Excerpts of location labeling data

..........

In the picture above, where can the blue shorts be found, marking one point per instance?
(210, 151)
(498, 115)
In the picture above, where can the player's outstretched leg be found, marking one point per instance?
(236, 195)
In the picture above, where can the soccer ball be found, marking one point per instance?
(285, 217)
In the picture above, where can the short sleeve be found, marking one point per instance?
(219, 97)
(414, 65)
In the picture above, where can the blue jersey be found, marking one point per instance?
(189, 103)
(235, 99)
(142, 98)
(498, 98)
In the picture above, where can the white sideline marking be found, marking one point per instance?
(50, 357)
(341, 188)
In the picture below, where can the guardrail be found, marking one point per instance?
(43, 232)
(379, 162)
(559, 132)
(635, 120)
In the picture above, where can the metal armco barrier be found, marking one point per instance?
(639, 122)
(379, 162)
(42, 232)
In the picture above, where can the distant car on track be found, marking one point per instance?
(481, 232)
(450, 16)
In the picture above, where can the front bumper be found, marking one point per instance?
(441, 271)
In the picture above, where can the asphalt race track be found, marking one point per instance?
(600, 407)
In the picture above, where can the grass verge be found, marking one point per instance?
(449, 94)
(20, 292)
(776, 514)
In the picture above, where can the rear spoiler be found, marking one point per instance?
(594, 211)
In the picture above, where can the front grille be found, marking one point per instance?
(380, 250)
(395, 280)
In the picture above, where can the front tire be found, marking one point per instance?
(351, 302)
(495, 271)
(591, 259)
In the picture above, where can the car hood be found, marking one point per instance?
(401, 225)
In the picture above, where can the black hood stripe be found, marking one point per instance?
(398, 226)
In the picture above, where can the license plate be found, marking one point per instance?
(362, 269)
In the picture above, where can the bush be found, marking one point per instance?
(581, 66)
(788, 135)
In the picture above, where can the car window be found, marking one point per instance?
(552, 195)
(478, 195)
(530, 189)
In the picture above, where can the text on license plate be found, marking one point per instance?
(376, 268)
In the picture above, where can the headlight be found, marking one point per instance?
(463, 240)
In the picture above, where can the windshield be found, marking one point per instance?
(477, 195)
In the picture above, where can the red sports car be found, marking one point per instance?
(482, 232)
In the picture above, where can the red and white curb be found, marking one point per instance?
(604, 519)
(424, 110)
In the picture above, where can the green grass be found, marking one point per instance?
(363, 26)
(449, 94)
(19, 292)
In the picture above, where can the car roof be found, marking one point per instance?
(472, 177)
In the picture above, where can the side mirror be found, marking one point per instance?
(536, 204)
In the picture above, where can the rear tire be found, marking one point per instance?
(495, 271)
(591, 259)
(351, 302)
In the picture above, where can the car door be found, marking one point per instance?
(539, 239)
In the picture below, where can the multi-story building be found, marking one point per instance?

..........

■ Written exercise
Go through the records above and set each one down exactly, please.

■ Output below
In the picture above, where can the blue shorts be found, marking one point per instance?
(210, 151)
(498, 115)
In the picture above, where can the player's outstretched leg be found, marking one point per instance?
(236, 195)
In the picture above, where can the soccer ball be found, marking one point per instance?
(285, 217)
In the picture above, where can the short sleeve be found, marking one point per instance?
(219, 97)
(414, 65)
In the picture above, where can the blue jersey be found, marking one point per instance?
(189, 103)
(235, 99)
(142, 98)
(498, 98)
In the picture above, where can the white sideline marking be found, marking one point per instance?
(50, 357)
(341, 188)
In the picture below, where can the guardrail be found, marking one point per instance?
(43, 232)
(379, 162)
(559, 132)
(635, 120)
In the picture above, where can the metal armco barrier be found, marking one point per instance?
(639, 122)
(379, 162)
(42, 232)
In the picture above, where can the distant car on track be found, marking one point per instance?
(481, 232)
(450, 16)
In the picture above, where can the front bumper be found, marking one point per instance?
(441, 271)
In the picture above, where can the asphalt race track be found, marking one point per instance?
(600, 407)
In the picture above, where can the grass verge be found, marking one point per instance?
(449, 94)
(20, 292)
(776, 514)
In the picture above, where can the rear spoiler be found, marking one point per instance?
(594, 211)
In the picture above, where can the front grille be found, marking one point per instance?
(380, 250)
(395, 280)
In the picture above, where can the front tire be found, marking one point per instance?
(351, 302)
(495, 271)
(591, 259)
In the picture above, where can the car hood be found, marking one point per instance?
(401, 225)
In the picture above, where can the black hood stripe be found, marking one point per instance?
(398, 226)
In the picture above, where can the license plate be found, marking one point per instance?
(362, 269)
In the picture above, where can the bush be found, marking one point per instance?
(581, 66)
(788, 135)
In the picture above, where can the car window be found, marking one point per instance?
(552, 195)
(478, 195)
(530, 189)
In the picture above, where can the text on license plate be found, marking one point per instance?
(376, 268)
In the picture above, where can the headlight be found, marking one point per instance?
(463, 240)
In the picture above, where can the windshield be found, marking one point per instance?
(477, 195)
In the picture above, where can the red sports car be found, marking one point per instance?
(482, 232)
In the picture above, where can the red and white curb be found, marking one point per instance?
(604, 519)
(424, 110)
In the picture above, where can the green grass be found, marking one point per instance?
(363, 26)
(449, 94)
(19, 292)
In the picture above, where can the car roof be found, marking one point per instance?
(472, 177)
In the picture above, where can the side mirror be found, marking one point per instance?
(536, 204)
In the picture above, where can the rear tire be found, marking one point per instance?
(495, 271)
(591, 259)
(351, 302)
In the picture above, where can the car door be found, marking one point per instance?
(539, 239)
In the picture below, where can the multi-story building be found, marking one point per instance?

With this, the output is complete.